Collected data entries:
++++++++

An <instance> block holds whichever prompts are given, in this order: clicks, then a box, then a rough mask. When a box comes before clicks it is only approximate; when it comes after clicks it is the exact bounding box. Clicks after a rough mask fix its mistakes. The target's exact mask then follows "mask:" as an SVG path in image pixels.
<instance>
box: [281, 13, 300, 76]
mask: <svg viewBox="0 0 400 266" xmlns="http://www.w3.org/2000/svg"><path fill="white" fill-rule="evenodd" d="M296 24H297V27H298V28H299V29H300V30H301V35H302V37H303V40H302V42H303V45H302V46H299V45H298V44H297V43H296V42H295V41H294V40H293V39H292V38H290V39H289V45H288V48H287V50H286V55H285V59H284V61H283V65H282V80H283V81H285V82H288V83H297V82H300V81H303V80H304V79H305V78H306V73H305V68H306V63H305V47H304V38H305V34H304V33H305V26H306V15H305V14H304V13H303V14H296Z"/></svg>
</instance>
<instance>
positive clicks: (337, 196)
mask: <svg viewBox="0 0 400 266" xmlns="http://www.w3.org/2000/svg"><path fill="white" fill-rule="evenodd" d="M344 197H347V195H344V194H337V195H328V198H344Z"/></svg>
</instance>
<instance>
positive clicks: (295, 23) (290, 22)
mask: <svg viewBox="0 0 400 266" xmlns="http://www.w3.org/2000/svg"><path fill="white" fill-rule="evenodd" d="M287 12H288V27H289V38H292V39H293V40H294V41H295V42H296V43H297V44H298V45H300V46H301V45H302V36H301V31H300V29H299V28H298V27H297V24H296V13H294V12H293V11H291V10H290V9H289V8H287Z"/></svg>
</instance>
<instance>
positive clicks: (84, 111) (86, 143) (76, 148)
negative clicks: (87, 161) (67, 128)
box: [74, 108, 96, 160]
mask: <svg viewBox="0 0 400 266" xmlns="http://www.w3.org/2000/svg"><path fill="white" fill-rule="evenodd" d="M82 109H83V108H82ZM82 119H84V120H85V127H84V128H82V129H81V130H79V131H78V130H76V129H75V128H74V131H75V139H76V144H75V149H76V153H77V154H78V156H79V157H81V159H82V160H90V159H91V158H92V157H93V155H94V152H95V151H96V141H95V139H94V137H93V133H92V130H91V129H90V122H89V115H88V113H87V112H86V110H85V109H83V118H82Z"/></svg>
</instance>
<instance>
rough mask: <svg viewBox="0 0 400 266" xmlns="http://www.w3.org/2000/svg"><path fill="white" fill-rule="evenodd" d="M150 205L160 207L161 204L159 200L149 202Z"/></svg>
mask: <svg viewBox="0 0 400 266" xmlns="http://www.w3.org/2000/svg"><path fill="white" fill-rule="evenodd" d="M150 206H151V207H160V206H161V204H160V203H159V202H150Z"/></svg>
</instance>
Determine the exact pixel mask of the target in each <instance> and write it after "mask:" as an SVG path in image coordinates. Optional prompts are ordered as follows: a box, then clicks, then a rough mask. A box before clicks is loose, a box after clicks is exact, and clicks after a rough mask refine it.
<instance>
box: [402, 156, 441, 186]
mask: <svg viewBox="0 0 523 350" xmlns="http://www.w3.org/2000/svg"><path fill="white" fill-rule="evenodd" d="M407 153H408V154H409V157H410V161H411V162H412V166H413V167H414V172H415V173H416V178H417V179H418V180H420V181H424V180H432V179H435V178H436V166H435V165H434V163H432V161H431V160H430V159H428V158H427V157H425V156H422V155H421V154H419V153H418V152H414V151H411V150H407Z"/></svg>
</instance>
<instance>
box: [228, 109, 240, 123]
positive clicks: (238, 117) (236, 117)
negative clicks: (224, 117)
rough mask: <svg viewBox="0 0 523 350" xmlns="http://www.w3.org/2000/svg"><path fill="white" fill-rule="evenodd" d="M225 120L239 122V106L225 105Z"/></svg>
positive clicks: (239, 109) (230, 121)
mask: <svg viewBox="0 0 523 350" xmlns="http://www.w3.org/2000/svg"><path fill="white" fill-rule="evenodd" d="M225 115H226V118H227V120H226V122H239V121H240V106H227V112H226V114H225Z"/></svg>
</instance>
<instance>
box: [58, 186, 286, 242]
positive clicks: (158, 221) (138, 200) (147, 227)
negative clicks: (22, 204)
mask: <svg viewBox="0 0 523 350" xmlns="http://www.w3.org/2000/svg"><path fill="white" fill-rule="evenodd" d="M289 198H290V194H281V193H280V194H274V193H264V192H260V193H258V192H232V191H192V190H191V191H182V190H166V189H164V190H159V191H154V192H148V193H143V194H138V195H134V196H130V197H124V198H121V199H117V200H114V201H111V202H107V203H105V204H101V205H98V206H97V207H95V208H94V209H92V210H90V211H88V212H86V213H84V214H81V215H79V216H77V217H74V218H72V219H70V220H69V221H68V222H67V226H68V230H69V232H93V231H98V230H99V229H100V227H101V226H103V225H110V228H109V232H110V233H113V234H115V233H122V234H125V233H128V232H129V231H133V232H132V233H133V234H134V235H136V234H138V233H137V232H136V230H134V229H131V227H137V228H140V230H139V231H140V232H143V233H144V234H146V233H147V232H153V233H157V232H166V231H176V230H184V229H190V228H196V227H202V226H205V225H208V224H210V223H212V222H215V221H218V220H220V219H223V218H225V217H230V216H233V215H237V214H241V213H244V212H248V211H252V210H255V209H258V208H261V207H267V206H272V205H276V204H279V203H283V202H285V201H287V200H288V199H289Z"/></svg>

++++++++

Task prompt: Repeat the lines above exactly.

Expected answer:
An <instance> block holds whichever prompts are given, in this order: clicks, then a box, then a rough mask. When a box comes before clicks it is only approximate; when it comes after clicks it is the exact bounding box. Clicks after a rough mask fix its mistakes. The target's exact mask then follows "mask:" as an SVG path in image pixels.
<instance>
box: [281, 13, 300, 76]
mask: <svg viewBox="0 0 400 266" xmlns="http://www.w3.org/2000/svg"><path fill="white" fill-rule="evenodd" d="M296 24H297V27H298V28H299V29H300V30H301V35H302V37H303V40H302V42H303V45H302V46H299V45H298V44H297V43H296V42H295V41H294V40H293V39H292V38H290V39H289V45H288V48H287V50H286V55H285V59H284V61H283V65H282V80H283V81H285V82H288V83H297V82H300V81H303V80H304V79H305V78H306V73H305V68H306V63H305V47H304V38H305V34H304V33H305V26H306V15H305V14H304V13H303V14H296Z"/></svg>
</instance>
<instance>
positive clicks: (337, 196)
mask: <svg viewBox="0 0 400 266" xmlns="http://www.w3.org/2000/svg"><path fill="white" fill-rule="evenodd" d="M344 197H347V195H344V194H337V195H328V198H344Z"/></svg>
</instance>
<instance>
positive clicks: (295, 23) (290, 22)
mask: <svg viewBox="0 0 400 266" xmlns="http://www.w3.org/2000/svg"><path fill="white" fill-rule="evenodd" d="M287 12H288V27H289V38H292V39H293V40H294V41H295V42H296V43H297V44H298V45H300V46H301V45H302V36H301V31H300V29H299V28H298V27H297V24H296V13H294V12H293V11H291V10H290V9H289V8H287Z"/></svg>
</instance>
<instance>
positive clicks: (84, 111) (86, 143) (76, 148)
negative clicks: (87, 161) (67, 128)
box: [74, 108, 96, 160]
mask: <svg viewBox="0 0 400 266" xmlns="http://www.w3.org/2000/svg"><path fill="white" fill-rule="evenodd" d="M82 109H83V108H82ZM82 119H84V120H85V127H84V128H82V129H81V130H79V131H78V130H76V129H75V128H74V131H75V139H76V144H75V149H76V153H77V154H78V156H79V157H81V159H82V160H90V159H91V158H92V157H93V155H94V152H95V151H96V141H95V139H94V137H93V133H92V130H91V129H90V122H89V115H88V113H87V112H86V110H85V109H83V118H82Z"/></svg>
</instance>
<instance>
rough mask: <svg viewBox="0 0 400 266" xmlns="http://www.w3.org/2000/svg"><path fill="white" fill-rule="evenodd" d="M150 205L160 207L161 204L159 200L149 202Z"/></svg>
mask: <svg viewBox="0 0 400 266" xmlns="http://www.w3.org/2000/svg"><path fill="white" fill-rule="evenodd" d="M150 206H151V207H160V206H161V204H160V203H159V202H150Z"/></svg>
</instance>
Determine the exact pixel mask of the target in each <instance> and write it after "mask:" as an SVG path in image coordinates. Optional prompts are ordered as follows: a box, then clicks, then a rough mask. A box before clicks is loose, a box after clicks is exact, and clicks after a rough mask refine it.
<instance>
box: [402, 156, 441, 186]
mask: <svg viewBox="0 0 523 350" xmlns="http://www.w3.org/2000/svg"><path fill="white" fill-rule="evenodd" d="M407 153H408V154H409V157H410V161H411V162H412V166H413V167H414V172H415V173H416V178H417V179H418V180H420V181H424V180H432V179H435V178H436V166H435V165H434V163H432V161H431V160H430V159H428V158H427V157H425V156H422V155H421V154H419V153H418V152H414V151H411V150H407Z"/></svg>
</instance>
<instance>
box: [228, 109, 240, 123]
positive clicks: (238, 117) (236, 117)
negative clicks: (224, 117)
rough mask: <svg viewBox="0 0 523 350" xmlns="http://www.w3.org/2000/svg"><path fill="white" fill-rule="evenodd" d="M225 120L239 122V106L225 105Z"/></svg>
positive clicks: (239, 109) (230, 121)
mask: <svg viewBox="0 0 523 350" xmlns="http://www.w3.org/2000/svg"><path fill="white" fill-rule="evenodd" d="M225 115H226V118H227V120H226V122H239V121H240V106H227V112H226V114H225Z"/></svg>
</instance>
<instance>
box: [58, 186, 286, 242]
positive clicks: (158, 221) (138, 200) (147, 227)
negative clicks: (22, 204)
mask: <svg viewBox="0 0 523 350" xmlns="http://www.w3.org/2000/svg"><path fill="white" fill-rule="evenodd" d="M289 198H290V194H281V193H280V194H274V193H264V192H260V193H258V192H232V191H192V190H191V191H182V190H166V189H164V190H159V191H154V192H148V193H143V194H138V195H134V196H130V197H124V198H121V199H117V200H114V201H111V202H107V203H105V204H101V205H98V206H97V207H95V208H94V209H92V210H90V211H88V212H86V213H84V214H81V215H79V216H77V217H74V218H72V219H70V220H69V221H68V222H67V226H68V230H69V232H93V231H98V230H99V229H100V227H101V226H103V225H110V228H109V232H110V233H113V234H115V233H122V234H125V233H128V232H129V231H133V232H132V233H133V234H134V235H136V234H138V233H137V232H136V230H134V229H131V227H137V228H140V230H139V231H140V232H143V233H144V234H146V233H147V232H153V233H157V232H166V231H176V230H184V229H190V228H196V227H202V226H205V225H208V224H210V223H212V222H215V221H218V220H220V219H223V218H225V217H230V216H233V215H237V214H241V213H244V212H248V211H252V210H255V209H258V208H261V207H267V206H272V205H276V204H279V203H283V202H285V201H287V200H288V199H289Z"/></svg>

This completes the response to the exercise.